- Information supplied -

——————————

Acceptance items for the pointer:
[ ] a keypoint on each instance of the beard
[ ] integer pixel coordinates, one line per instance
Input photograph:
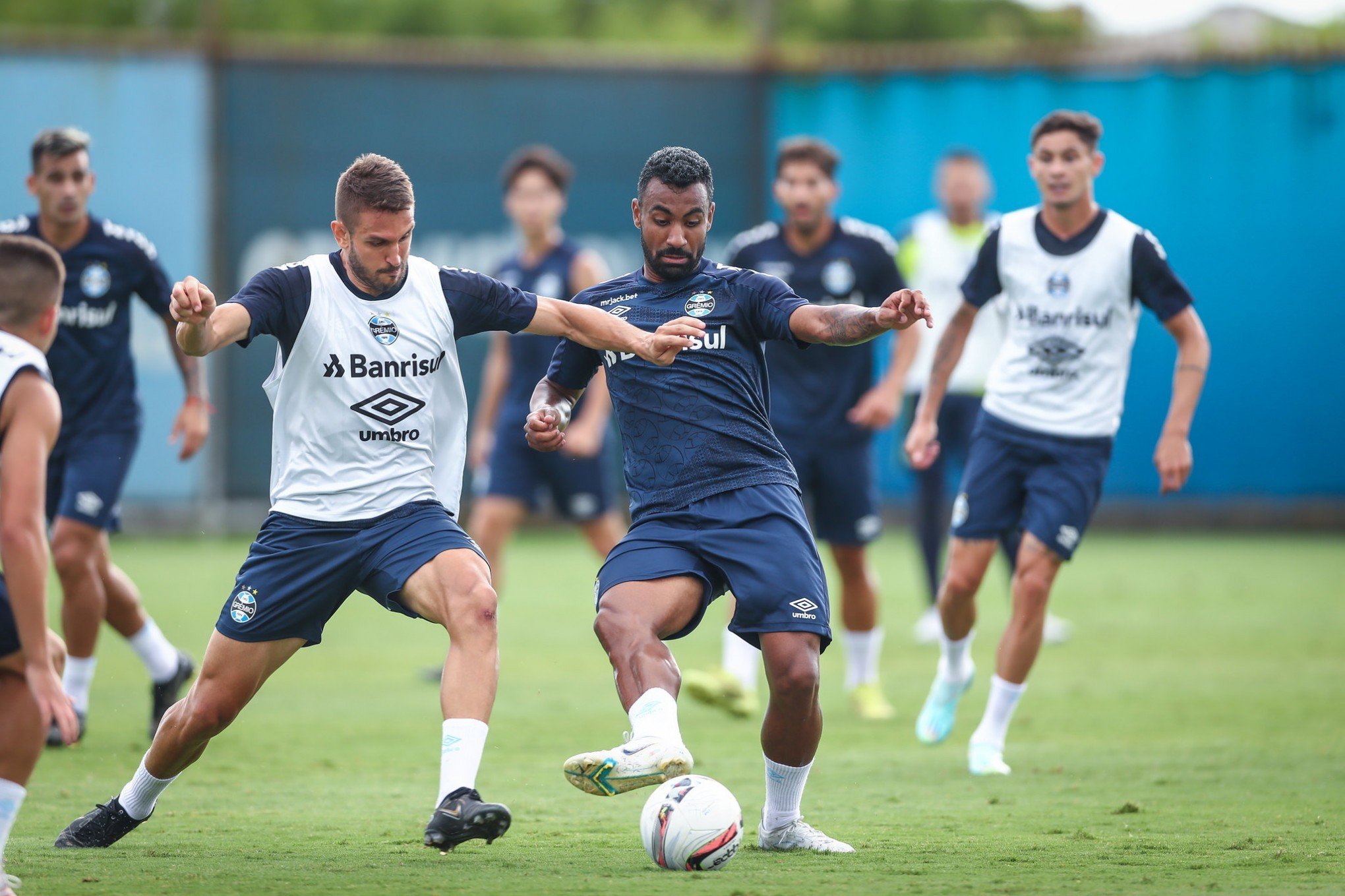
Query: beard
(663, 271)
(369, 279)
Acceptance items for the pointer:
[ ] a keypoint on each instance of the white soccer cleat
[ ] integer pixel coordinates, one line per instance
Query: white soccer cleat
(638, 763)
(986, 759)
(798, 835)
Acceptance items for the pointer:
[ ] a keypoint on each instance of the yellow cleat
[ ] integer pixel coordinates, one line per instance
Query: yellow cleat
(869, 703)
(721, 689)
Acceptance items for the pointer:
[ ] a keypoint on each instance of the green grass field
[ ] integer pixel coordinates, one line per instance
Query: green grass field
(1191, 738)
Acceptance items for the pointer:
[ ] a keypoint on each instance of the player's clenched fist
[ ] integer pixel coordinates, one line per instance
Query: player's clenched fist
(191, 302)
(903, 309)
(667, 341)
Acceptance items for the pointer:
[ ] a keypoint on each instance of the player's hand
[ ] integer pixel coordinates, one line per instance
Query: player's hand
(583, 442)
(1173, 459)
(54, 705)
(663, 345)
(193, 302)
(479, 448)
(876, 409)
(544, 429)
(923, 443)
(191, 427)
(903, 309)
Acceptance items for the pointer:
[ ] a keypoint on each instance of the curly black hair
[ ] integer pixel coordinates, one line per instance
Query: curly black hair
(678, 167)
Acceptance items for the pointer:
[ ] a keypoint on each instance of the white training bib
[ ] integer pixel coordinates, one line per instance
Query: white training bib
(1071, 326)
(371, 412)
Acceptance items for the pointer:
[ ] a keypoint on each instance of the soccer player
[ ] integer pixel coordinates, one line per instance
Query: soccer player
(31, 698)
(1075, 278)
(715, 500)
(93, 373)
(367, 444)
(551, 264)
(825, 408)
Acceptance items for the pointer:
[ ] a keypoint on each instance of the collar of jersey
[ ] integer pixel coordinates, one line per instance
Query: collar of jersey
(355, 291)
(1058, 247)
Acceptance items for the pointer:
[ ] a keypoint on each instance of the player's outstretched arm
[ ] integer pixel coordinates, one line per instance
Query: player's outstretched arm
(551, 413)
(922, 440)
(202, 326)
(1173, 456)
(609, 333)
(30, 419)
(849, 324)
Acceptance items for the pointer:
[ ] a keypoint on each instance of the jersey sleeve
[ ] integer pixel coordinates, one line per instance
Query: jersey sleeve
(1153, 282)
(479, 303)
(278, 302)
(982, 283)
(769, 303)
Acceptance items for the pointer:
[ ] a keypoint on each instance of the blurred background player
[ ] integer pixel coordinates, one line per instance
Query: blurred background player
(94, 374)
(1073, 278)
(938, 252)
(825, 408)
(31, 698)
(715, 500)
(509, 474)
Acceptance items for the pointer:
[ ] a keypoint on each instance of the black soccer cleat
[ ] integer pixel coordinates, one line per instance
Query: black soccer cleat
(54, 732)
(104, 826)
(463, 817)
(164, 694)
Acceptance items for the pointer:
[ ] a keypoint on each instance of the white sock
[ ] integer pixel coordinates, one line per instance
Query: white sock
(862, 650)
(159, 657)
(654, 715)
(994, 724)
(11, 798)
(142, 792)
(783, 792)
(955, 657)
(742, 659)
(78, 678)
(460, 755)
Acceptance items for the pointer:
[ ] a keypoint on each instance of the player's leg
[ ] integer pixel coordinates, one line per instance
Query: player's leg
(230, 674)
(634, 619)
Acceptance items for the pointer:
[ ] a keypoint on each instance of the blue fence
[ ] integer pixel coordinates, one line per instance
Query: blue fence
(1235, 170)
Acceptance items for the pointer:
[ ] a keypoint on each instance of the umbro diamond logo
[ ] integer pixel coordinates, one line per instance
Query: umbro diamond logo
(389, 407)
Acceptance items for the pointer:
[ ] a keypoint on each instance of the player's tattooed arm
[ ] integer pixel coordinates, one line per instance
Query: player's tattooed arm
(922, 444)
(551, 413)
(852, 324)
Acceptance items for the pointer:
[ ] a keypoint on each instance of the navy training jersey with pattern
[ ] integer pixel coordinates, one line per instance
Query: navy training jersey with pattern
(812, 393)
(90, 358)
(701, 425)
(530, 354)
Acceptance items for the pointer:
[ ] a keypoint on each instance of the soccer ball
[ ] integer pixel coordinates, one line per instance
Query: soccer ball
(692, 823)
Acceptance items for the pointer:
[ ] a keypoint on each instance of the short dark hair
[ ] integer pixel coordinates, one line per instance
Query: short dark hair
(540, 158)
(31, 274)
(678, 167)
(373, 182)
(59, 143)
(1082, 123)
(812, 150)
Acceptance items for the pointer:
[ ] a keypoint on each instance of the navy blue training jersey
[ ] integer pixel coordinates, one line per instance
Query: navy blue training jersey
(530, 354)
(90, 359)
(812, 393)
(701, 425)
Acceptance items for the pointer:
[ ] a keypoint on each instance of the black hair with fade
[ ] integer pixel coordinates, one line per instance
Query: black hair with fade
(680, 169)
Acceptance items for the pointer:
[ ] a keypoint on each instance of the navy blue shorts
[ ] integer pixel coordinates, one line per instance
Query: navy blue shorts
(580, 487)
(299, 572)
(839, 483)
(85, 475)
(1021, 481)
(754, 541)
(9, 628)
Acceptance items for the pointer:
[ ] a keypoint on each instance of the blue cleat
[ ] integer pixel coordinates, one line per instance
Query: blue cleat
(940, 709)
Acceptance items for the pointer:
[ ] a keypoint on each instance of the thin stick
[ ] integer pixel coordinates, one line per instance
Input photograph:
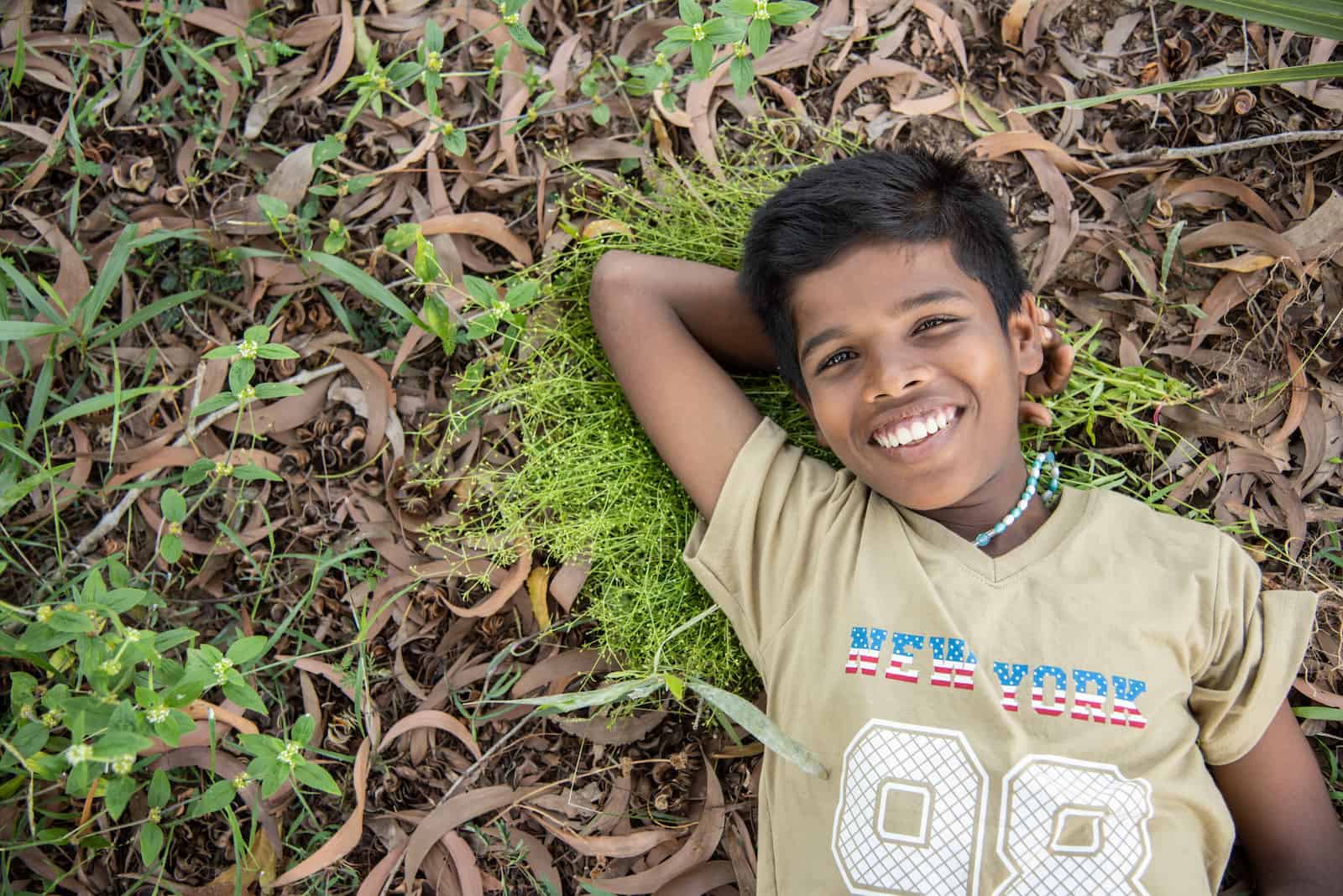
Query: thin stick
(1162, 154)
(113, 517)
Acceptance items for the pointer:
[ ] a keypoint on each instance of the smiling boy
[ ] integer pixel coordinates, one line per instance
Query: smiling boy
(1011, 694)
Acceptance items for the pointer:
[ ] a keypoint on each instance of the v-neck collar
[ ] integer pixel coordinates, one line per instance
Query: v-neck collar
(1064, 519)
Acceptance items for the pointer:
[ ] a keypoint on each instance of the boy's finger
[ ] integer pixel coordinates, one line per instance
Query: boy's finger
(1036, 414)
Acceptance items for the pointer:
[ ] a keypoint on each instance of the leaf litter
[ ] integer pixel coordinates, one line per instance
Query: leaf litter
(1219, 273)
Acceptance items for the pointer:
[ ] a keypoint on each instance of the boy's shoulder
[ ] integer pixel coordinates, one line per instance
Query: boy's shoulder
(1126, 521)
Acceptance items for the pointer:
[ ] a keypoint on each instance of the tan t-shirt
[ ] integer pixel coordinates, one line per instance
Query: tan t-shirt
(1031, 723)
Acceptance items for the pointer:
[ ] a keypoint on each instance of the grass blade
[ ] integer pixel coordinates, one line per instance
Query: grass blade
(1323, 70)
(100, 403)
(1318, 18)
(367, 286)
(759, 725)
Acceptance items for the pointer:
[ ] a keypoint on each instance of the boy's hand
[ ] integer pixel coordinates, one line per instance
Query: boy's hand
(1052, 376)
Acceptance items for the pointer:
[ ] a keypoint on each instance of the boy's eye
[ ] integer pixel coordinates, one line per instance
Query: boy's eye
(839, 357)
(933, 322)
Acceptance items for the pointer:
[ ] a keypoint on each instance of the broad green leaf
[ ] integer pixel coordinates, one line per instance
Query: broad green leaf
(273, 207)
(269, 391)
(400, 237)
(241, 373)
(1325, 71)
(118, 794)
(327, 149)
(302, 730)
(17, 331)
(743, 76)
(151, 842)
(215, 799)
(759, 725)
(790, 13)
(702, 56)
(214, 403)
(274, 352)
(246, 649)
(1316, 18)
(758, 35)
(252, 472)
(174, 506)
(366, 284)
(315, 775)
(116, 743)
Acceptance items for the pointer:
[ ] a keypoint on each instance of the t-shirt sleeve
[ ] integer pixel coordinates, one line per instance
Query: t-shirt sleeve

——————————

- Your task -
Restate the records word for word, omitting images.

- In response -
Acceptance items for the pointer:
[ ] a keypoint on each instance of the beard
[ ] integer pixel coordinates, one line per instance
Input photograph:
Query: beard
(663, 271)
(369, 279)
Acceptance items for the pointer:
[ ] a keypoint on each instance of the white soccer cleat
[ ] integer pixel coordinates, one line per instance
Query: white soccer cleat
(638, 763)
(986, 759)
(798, 835)
Acceptance items for the pointer:
[ ] a keypoint on each instance of the yellow cleat
[ ] integer pixel coordinates, one line per instance
Query: yellow cleat
(869, 703)
(721, 689)
Acceptance items for the pointer:
[ ] a keypoint on each instance of the green grass field
[ ] integer pixel coordinates, one line per instance
Query: green grass field
(1191, 738)
Acceptance items for the pointer:
[ ] a keypoint on each instance of the player's clenched fist
[ ] integer pixel coordinates, one line per instance
Query: player's clenched fist
(191, 302)
(903, 309)
(667, 341)
Acceptance items for the pointer:
[ ] a keypoint on each instance of the player's hand
[ ] integer pixel coordinates, one line per instance
Query: player's hand
(583, 442)
(1173, 459)
(54, 705)
(663, 345)
(193, 302)
(479, 448)
(876, 409)
(544, 429)
(923, 443)
(191, 427)
(903, 309)
Acceptance items for the pointer:
[ ] a keypoint on each instance of the curly black hair
[ ] integer pixel coordinates, one line per instance
Query: curly black hair
(678, 167)
Acceptance items for the pointer:
[ ] a keypoint on each instance of the white training bib
[ ] integer pixel coordinates, one line per instance
Query: white training bib
(1071, 326)
(371, 412)
Acceptance items for the pointer:
[ ] a keypoint on each instance of the soccer player
[ ] integer pixel coordinates, one line per instance
Query: soccer player
(31, 698)
(1075, 278)
(715, 500)
(93, 373)
(367, 444)
(551, 264)
(825, 408)
Acceptance items for the pointer:
[ ] a keypoint on each instance of the collar of jersey
[ ] integer pixel coordinates, one line per instance
Query: collar of jersey
(355, 291)
(1058, 247)
Acceptance items for the pointer:
[ ] a keypoint on each instance of the player's outstretched arm
[ ] integer pixel coordinates, one line per instance
Query: player's outstretched arm
(551, 413)
(922, 440)
(202, 326)
(1173, 456)
(609, 333)
(30, 419)
(849, 324)
Acceptance items for the pointer:
[ ] a keypoint on each instance of the jersey sleeve
[ ] integer pixel coordinates, one line per instance
Query: jersey sleeve
(1153, 282)
(479, 303)
(278, 302)
(982, 283)
(769, 303)
Acceptance items for the pointer:
[ ] a keypoint on each instance of the blurred background player
[ ] integer pixel coordinates, one line per instance
Query: blurred background player
(94, 374)
(1073, 278)
(938, 252)
(825, 408)
(31, 698)
(715, 500)
(509, 474)
Acceptance items for the pointer:
[ ] a keypoint on each instance of the black soccer cleat
[ ] integer pixel coordinates, one line per instance
Query: black soccer cleat
(54, 732)
(104, 826)
(463, 817)
(164, 694)
Acceptance items for the pointer:
[ ] a keypoint on each instance of the white sock
[ ] integer pixel coordinates, one line per instance
Query: white sock
(862, 650)
(159, 657)
(654, 715)
(994, 724)
(11, 798)
(142, 792)
(783, 792)
(955, 657)
(742, 659)
(78, 678)
(460, 755)
Acceptance items for the pointer:
[ ] a keypoint on each instance of the player's leg
[ ] integer pixel coordinates, one line per instance
Query: player's leg
(230, 674)
(634, 619)
Acceptance items for the pointer:
[ ] a keypoint on each instance of the blue fence
[ ] integer pixel coordinates, one line per instance
Query: blue fence
(1235, 170)
Acceptance items for the pointer:
[ ] a keypoint on each instance of the umbro diamond logo
[ ] integer pixel coordinates, one line per instance
Query: umbro diamond logo
(389, 407)
Acceptance items for the pointer:
[ ] a keypoint on each instance of the player's tattooed arm
[ ] integer pixel coordinates, one line per instance
Query: player's tattooed arm
(922, 444)
(551, 413)
(852, 324)
Acceptance items for the pointer:
[ ] a keypoint on each instance of the navy training jersey with pattern
[ ] integer pixel coordinates, one line per instance
Query: navy training jersey with pattern
(812, 393)
(90, 358)
(701, 425)
(530, 354)
Acceptance items for the pointer:
[ ] a keypoint on each instance of the soccer ball
[ ] integer pixel coordinates, one line per instance
Query: soccer ball
(692, 823)
Acceptance items for the pointer:
[ ] a keypoint on each instance of the short dark hair
[ ] integer pixel coordinates, one line per instance
Query: short dark hair
(540, 158)
(31, 274)
(678, 167)
(373, 182)
(59, 143)
(1082, 123)
(812, 150)
Acceptance items for the pointer:
[ ] a keypoint on each instance of the navy blue training jersey
[ ] integer pixel coordinates, one line per instance
Query: navy blue training jersey
(530, 354)
(90, 359)
(812, 393)
(701, 425)
Acceptance items for the pointer:
[ ] a keypoint on each instance of the black hair with fade
[ ] integer pixel coordinates, one line per instance
Query: black hair with fade
(680, 169)
Acceptance items for the pointer:
[ ] a keypoint on each instance of the navy blue shorts
[ ] integer pixel coordinates, one line per instance
Query: navy blue shorts
(580, 487)
(299, 572)
(839, 483)
(85, 475)
(1021, 481)
(754, 541)
(9, 628)
Acceptance items for the pointer:
[ ] a keypoint on each instance of the blue cleat
[ ] integer pixel coordinates, one line per instance
Query: blue cleat
(940, 709)
Acceptance items for the pointer:
[ ] a keypoint on each instance of the thin stick
[ ] integer pixel coordinates, one line per instance
Input photograph:
Query: thin stick
(1162, 154)
(113, 517)
Acceptance items for the pointer:
[ ] a keypoint on each instance of the smiling boy
[ ] integer pixel coordinates, one line per instance
Query: smiling boy
(1011, 694)
Acceptance items for the pointer:
[ ] a keypoint on each instance of the v-neck collar
[ ] integer pixel coordinates, one line per instance
Query: v-neck collar
(1064, 519)
Acceptance items for the pointer:
[ ] a keypoint on each instance of the boy's finger
[ ] integer pixel coordinates, one line per instance
Query: boy's finger
(1036, 414)
Acceptance items for the pointer:
[ ] a keypoint on each instance of the leaf litter
[ ] integer pixel coordinates, one line per instance
Query: leaf litter
(1219, 273)
Acceptance items for the pointer:
[ ] a keypoint on each instance of the boy's shoulder
[ ] integer pixel coordinates, one line per instance
Query: boy's shoulder
(1126, 521)
Acceptance items for the pointer:
[ ] a keypoint on each instance of the tan t-shirt
[ ] integer pixel coordinates, one line per instance
Query: tan t-shirt
(1031, 723)
Acceptance items for the pointer:
[ ] a keypoint on each instance of the grass blade
[ ] integer pixel coordinates, one line per instance
Query: grass blade
(1323, 70)
(100, 403)
(1318, 18)
(367, 286)
(759, 725)
Acceptance items for the pointer:
[ ] a keypoint on each instance of the boy's hand
[ ] integer pixel coordinates, one line per instance
Query: boy's hand
(1052, 376)
Acceptance items for the pointer:
[ ] a keypoint on each instance of the boy's eye
[ ] integer pixel coordinates, one line per instance
Query: boy's eye
(839, 357)
(933, 322)
Acceptance items for the pointer:
[ ] a keypoint on each instance of the broad green leaf
[ ] integer pixel coordinates, one line per instance
Query: broad green leaf
(273, 207)
(269, 391)
(400, 237)
(241, 373)
(1325, 71)
(118, 794)
(327, 149)
(302, 730)
(17, 331)
(743, 76)
(151, 842)
(215, 799)
(759, 725)
(790, 13)
(702, 56)
(214, 403)
(274, 352)
(246, 649)
(1316, 18)
(758, 35)
(252, 472)
(174, 506)
(366, 284)
(315, 775)
(116, 743)
Acceptance items for the pointer:
[ ] a keypoint on each instance of the t-shirt sleeve
[ ] integer pixel coordinates, one line per instance
Query: t-shirt sleeve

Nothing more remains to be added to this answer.